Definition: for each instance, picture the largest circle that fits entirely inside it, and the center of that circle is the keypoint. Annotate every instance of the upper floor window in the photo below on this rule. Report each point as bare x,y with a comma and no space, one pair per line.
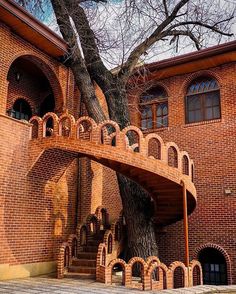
203,100
21,110
154,108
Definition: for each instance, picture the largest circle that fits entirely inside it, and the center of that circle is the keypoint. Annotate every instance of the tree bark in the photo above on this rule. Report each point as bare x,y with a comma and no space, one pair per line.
137,204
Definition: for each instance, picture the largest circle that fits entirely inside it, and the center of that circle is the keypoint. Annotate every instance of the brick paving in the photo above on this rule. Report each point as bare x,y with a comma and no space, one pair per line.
49,284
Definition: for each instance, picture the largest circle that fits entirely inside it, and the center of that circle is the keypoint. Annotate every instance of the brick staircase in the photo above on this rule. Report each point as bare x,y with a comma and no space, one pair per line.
84,265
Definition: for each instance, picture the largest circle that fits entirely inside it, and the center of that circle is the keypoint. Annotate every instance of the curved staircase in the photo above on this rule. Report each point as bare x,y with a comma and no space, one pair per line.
63,139
84,264
162,180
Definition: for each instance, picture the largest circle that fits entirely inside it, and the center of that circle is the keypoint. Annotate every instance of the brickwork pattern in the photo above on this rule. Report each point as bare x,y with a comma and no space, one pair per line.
211,144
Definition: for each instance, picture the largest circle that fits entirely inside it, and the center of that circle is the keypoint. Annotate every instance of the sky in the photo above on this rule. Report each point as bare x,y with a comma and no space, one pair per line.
106,22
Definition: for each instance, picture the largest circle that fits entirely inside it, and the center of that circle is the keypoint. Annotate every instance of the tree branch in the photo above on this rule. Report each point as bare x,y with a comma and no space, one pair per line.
94,63
146,44
77,63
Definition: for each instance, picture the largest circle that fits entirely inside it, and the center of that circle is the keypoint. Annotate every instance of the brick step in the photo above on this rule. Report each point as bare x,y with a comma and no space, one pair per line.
82,269
84,262
87,255
94,242
80,276
90,249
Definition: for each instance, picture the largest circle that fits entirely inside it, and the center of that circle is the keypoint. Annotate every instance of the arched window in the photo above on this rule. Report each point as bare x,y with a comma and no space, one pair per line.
203,100
21,110
154,108
214,266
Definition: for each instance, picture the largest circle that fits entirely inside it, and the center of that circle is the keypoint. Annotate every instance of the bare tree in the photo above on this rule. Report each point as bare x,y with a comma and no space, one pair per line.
95,31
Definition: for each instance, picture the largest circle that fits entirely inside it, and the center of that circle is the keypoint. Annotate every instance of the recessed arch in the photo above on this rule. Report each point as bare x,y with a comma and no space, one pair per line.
222,251
27,64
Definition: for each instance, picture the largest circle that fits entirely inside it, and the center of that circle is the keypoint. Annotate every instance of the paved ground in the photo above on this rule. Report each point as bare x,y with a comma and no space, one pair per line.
46,284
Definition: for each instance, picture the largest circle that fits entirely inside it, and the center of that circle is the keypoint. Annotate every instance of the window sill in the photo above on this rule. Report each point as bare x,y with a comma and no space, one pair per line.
205,122
147,131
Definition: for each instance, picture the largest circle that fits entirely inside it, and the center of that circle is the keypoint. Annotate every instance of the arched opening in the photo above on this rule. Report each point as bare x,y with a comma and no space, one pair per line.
137,274
118,231
74,247
84,130
178,277
48,127
35,129
27,78
214,266
118,274
154,108
133,140
108,133
158,279
185,165
202,101
104,257
83,236
66,257
21,110
93,225
103,219
172,157
47,105
65,127
154,148
192,172
110,239
196,276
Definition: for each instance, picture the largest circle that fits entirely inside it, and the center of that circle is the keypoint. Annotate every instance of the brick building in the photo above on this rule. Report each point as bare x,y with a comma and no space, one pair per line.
188,99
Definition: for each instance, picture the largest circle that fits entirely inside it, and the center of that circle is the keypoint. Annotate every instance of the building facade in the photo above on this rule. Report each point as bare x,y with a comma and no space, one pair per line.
189,99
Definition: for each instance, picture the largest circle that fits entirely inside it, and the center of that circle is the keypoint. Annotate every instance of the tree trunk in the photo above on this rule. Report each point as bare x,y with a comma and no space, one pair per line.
138,207
137,204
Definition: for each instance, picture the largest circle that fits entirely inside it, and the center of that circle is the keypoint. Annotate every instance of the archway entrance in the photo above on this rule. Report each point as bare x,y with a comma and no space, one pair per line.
214,267
33,83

◆ What you should do
Repeat all of the entries above exactly. Keep pictures out of it.

◆ Expected answer
Definition: for each instance, picture the largest circle that fits entirely inside it, and the center of that circle is the keypoint. Annotate every instance of the upper floor window in the photo below on this rule. Report each point as bare x,y with a comma and no space, one pair per line.
203,100
21,110
154,108
Definition: for each instance, picture the largest circle that fits entirely inside it, and the center of that circle is the keypoint. Annotate every instance of the tree bark in the photo above on this rule. Report each point as bare x,y with a comma and no space, one pair per line.
137,204
Definition: for each instance, picture the largest circle that fits entirely inside it, and the center of that circle is the keypoint. Annotate every instance of the brick paving in the photo above on this rule. Report each point as bare x,y with a comma and no space, one pair per line.
49,284
Definition: for each instance, picture the largest circle that fits entirely inside it, and the center of that circle is the keypoint. Annotate every instance of the brick staircase in the photo above on this rule. Report each point as bare x,y with a comma and no space, one pair per line.
84,265
Definition: for each instance, picture the largest circle that fits entirely inside it, and the center of that circle is the keypoint. Annotate every instance of the curved staircase in the photo above on this rule. Report each point as bare x,y with a comma and no space, one pair per line.
63,139
84,264
162,180
Definition: for each instance, picture the largest circle that fits entirely inside it, and the center of that circle is the keypoint. Annotate every instance of the brickwork pattern in the photo above on this rule. Report each point as bare x,y with a comma and no space, one pair per line.
211,144
Definition: for each instance, picture the largest circle that fits entirely inside it, and the center of that circle is the keypoint. Annotate every instance of the sky in the photo above on this rule. Report each point as bare x,y with a comma and no space, one pair per line.
106,22
Definition: for each instance, picture the largest circle that fits entirely inside it, and the center of that circle is the keypoint. Annotate every instance of the tree branch in the photo above on this rule. Report each point as bare x,y with a comma and no space, one pair per line.
94,63
146,44
77,63
Definition: for each instance, picture the largest circle that fits entirely inside it, and the center of that circle is the keypoint. Annotate every instance of the brick step in the photo above on this rule. Report each point as bare x,y with a comma and no space, one pair per line.
82,269
84,262
87,255
94,242
80,276
90,249
Definition: for each instance, picture the largest circle that fits entirely inside it, and the center of that circle is the keypoint. Annotate every instance of the arched window in the photo above on this rule. Report each point as bare x,y with a comma and no space, one pair per line.
203,100
21,110
154,108
214,266
Definition: for each instance, picture the largest circle that fits entirely inside it, and the center of that circle is the keypoint. Annotate every instance of the bare tree in the photo above on this rule. Report each point as bare x,y with a comma and no space, one pair per line.
95,31
Definition: for each instance, picture the largest circle that fits entirely inside it, and the center of that circle is the keypoint. Annotate every instance of the recessed arch in the photo above on this rule. Report each point as bare x,y with a comma and no space, one pair per line.
222,251
27,64
Definition: for each instance, picture the largest circle that fits entirely inside it, and the center of that circle is the keypoint. Annotate every instance of the paved ground in the photo above on this rule. Report each point as bare x,y with a comma and no space, one pair per line.
46,284
Definition: for each instance, picture the largest circle that fits entirely inside it, and the center of that circle is the keypoint. Annotate every instance of the window sill in the photo above on this rule. Report each point as bare x,y with a comma and no space, one pair per line.
205,122
147,131
Definition: for each instance, picture the largest circle that fits entirely inside it, and the center of that circle is the keypoint. Annotate every instance of the arched opening in the photo above on this rule. Report each point as bare x,y with a comma and no space, one pair per line.
137,274
118,231
74,247
84,130
178,277
48,127
35,129
27,78
214,266
118,274
154,108
133,140
108,133
158,279
185,165
202,101
104,257
83,236
66,257
21,110
93,225
103,219
172,157
47,105
65,127
154,148
192,172
110,239
196,276
Definition: for each instance, picture the largest circle that fits entirely inside it, and the center of that circle is the keypoint. Annotate every instance of the brick building in the photo above on this rule. Report each point as bare x,y with a comma and no space, one pair per line.
188,99
Definition: for each instance, picture the largest circle that fits entirely inside it, and the center of that circle is the keypoint. Annotate every instance of the building facade in the photo above on this rule. Report each point as bare x,y with a comma and no space, one pair per line.
189,99
Definition: for each instance, picture the largest circle that fits entirely inside it, and the center of that circle is the keypoint. Annotate every instance of the tree trunk in the photo above on this rule. Report each point as bare x,y with a comma and no space, one pair per line.
138,207
137,204
Definition: for each instance, picture the largest circle that fits entirely inside it, and the center of that circle is the keypoint. Annotate every instance of the archway entrance in the photo above on this rule. Report each point as bare x,y with a comma and no space, one pair per line.
214,267
33,83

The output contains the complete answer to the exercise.